(A run of items)
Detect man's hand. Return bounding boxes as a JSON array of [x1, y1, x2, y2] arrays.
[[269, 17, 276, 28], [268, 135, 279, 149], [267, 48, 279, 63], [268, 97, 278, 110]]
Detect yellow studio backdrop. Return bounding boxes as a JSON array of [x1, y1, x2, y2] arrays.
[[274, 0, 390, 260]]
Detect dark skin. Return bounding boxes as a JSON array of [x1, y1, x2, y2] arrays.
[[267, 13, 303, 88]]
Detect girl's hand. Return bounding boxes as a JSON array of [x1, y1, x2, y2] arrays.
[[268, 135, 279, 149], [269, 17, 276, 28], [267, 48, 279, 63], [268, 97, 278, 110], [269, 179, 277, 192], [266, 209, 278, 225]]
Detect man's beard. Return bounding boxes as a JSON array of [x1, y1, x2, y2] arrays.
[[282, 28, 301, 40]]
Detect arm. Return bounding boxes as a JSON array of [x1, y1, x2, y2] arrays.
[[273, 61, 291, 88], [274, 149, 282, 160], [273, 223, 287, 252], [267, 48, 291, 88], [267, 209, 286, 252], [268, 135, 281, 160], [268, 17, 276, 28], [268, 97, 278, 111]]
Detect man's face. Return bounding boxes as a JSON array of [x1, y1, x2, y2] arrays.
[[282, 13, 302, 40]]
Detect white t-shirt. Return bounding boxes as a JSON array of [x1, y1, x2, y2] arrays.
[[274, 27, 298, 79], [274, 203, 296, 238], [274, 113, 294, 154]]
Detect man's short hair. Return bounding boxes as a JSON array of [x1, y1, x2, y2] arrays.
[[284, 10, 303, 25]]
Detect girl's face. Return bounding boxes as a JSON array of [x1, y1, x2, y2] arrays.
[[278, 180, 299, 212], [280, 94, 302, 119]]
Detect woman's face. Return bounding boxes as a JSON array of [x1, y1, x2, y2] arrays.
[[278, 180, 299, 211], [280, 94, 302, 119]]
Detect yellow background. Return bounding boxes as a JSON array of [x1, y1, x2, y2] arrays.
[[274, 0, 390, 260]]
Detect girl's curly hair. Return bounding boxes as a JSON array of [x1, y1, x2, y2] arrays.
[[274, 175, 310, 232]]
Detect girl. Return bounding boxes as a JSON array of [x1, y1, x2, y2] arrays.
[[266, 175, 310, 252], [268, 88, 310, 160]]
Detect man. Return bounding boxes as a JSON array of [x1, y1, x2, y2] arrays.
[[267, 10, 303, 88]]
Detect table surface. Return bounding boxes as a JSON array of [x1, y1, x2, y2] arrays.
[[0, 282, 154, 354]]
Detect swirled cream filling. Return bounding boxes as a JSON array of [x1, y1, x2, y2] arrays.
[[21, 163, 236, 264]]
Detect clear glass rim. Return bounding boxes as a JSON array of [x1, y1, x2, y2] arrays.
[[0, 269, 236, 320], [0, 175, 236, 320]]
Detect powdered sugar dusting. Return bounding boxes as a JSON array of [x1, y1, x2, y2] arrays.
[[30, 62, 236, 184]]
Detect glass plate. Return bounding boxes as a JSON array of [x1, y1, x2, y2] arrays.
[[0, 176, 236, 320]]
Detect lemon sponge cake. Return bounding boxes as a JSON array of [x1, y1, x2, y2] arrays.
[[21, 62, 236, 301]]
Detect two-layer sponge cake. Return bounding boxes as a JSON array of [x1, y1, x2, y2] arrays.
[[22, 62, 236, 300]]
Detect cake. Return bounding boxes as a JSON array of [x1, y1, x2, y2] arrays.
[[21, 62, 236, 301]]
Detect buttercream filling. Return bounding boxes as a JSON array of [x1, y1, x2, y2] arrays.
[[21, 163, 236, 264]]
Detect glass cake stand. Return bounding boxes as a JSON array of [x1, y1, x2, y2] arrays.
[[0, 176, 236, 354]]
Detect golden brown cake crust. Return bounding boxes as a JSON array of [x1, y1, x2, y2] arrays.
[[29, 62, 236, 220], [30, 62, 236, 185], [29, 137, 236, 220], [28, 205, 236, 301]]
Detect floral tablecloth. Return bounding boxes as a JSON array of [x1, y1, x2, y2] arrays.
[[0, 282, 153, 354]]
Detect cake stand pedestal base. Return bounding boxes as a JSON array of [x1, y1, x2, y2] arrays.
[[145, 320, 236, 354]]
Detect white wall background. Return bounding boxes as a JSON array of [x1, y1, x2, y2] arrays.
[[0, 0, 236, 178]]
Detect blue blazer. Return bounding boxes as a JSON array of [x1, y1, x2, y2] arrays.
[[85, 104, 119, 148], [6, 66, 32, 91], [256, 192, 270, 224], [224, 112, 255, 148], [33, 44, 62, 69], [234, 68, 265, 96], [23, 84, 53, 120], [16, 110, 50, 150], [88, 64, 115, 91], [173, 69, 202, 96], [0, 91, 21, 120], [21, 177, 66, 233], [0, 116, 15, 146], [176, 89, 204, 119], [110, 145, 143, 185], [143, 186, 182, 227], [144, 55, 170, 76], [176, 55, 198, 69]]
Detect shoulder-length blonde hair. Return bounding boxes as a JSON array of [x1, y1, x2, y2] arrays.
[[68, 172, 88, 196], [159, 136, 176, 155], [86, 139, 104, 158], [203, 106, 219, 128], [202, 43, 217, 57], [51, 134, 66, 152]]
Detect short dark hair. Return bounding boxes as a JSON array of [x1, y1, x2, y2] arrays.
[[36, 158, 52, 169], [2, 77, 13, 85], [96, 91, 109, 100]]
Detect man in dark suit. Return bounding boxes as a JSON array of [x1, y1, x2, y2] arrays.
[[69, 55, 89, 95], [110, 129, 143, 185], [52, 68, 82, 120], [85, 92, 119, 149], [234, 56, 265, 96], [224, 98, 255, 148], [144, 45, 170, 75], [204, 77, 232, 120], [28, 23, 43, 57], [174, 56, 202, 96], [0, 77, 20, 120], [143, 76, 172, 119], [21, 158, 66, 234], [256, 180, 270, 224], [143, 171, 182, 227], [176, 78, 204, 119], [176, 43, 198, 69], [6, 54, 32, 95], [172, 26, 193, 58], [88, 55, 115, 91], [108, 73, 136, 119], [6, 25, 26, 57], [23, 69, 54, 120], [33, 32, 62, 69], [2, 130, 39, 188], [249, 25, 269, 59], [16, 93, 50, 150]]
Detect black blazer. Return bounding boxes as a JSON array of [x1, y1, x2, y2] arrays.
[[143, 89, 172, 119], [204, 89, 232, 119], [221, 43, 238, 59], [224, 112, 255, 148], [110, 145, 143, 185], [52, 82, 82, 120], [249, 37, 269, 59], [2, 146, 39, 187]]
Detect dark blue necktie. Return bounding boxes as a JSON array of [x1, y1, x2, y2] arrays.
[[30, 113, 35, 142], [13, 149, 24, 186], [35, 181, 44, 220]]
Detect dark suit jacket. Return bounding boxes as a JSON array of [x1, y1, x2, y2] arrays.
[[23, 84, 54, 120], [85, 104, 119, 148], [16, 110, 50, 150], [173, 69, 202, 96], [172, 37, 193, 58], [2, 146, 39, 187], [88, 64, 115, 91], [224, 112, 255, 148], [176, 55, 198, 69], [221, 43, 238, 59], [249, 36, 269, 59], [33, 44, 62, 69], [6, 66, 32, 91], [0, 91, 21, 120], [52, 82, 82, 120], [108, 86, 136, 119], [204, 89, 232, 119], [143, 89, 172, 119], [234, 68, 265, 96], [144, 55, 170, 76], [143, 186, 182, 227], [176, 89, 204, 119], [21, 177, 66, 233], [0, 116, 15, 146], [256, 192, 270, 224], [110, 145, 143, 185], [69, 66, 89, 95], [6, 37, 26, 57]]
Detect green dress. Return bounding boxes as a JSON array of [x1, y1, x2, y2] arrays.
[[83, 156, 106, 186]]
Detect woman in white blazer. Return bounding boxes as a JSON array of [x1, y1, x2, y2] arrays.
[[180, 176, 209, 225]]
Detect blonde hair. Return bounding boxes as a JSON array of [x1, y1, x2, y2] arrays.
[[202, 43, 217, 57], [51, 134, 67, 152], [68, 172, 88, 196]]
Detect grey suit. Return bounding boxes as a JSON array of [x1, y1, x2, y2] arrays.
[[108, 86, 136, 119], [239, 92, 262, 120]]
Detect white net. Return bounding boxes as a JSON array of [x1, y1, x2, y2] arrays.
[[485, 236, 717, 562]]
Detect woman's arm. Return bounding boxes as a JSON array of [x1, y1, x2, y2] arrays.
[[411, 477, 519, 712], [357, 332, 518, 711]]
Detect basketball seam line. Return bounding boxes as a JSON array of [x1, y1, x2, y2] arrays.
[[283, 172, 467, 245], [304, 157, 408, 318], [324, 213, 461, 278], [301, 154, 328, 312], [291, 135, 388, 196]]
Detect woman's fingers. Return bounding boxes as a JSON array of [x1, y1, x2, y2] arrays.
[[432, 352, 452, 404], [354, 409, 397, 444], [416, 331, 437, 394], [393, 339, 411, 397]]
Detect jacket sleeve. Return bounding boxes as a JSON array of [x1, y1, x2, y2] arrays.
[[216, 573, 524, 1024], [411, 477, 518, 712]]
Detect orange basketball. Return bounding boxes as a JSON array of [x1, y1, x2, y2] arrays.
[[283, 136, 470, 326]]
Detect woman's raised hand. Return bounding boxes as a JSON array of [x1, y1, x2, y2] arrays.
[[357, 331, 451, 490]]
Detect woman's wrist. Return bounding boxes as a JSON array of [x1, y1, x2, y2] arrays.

### EXERCISE PROMPT
Starting at the line that contains "Detect swirled cream" and stopping after the line that contains "[[0, 269, 236, 320], [0, 175, 236, 320]]", reproduce those lines, requests included. Scale every bounding-box coordinate in the answers by 0.45 and round each result to a whole number, with halves rounded up.

### WORKED SOLUTION
Detect swirled cream filling. Return bounding boxes as a JSON array of [x1, y1, x2, y2] arrays.
[[9, 73, 106, 119]]
Detect clear glass rim. Return bounding boxes as a JSON array of [x1, y1, x2, y2] arrays.
[[0, 121, 106, 144], [0, 79, 106, 144]]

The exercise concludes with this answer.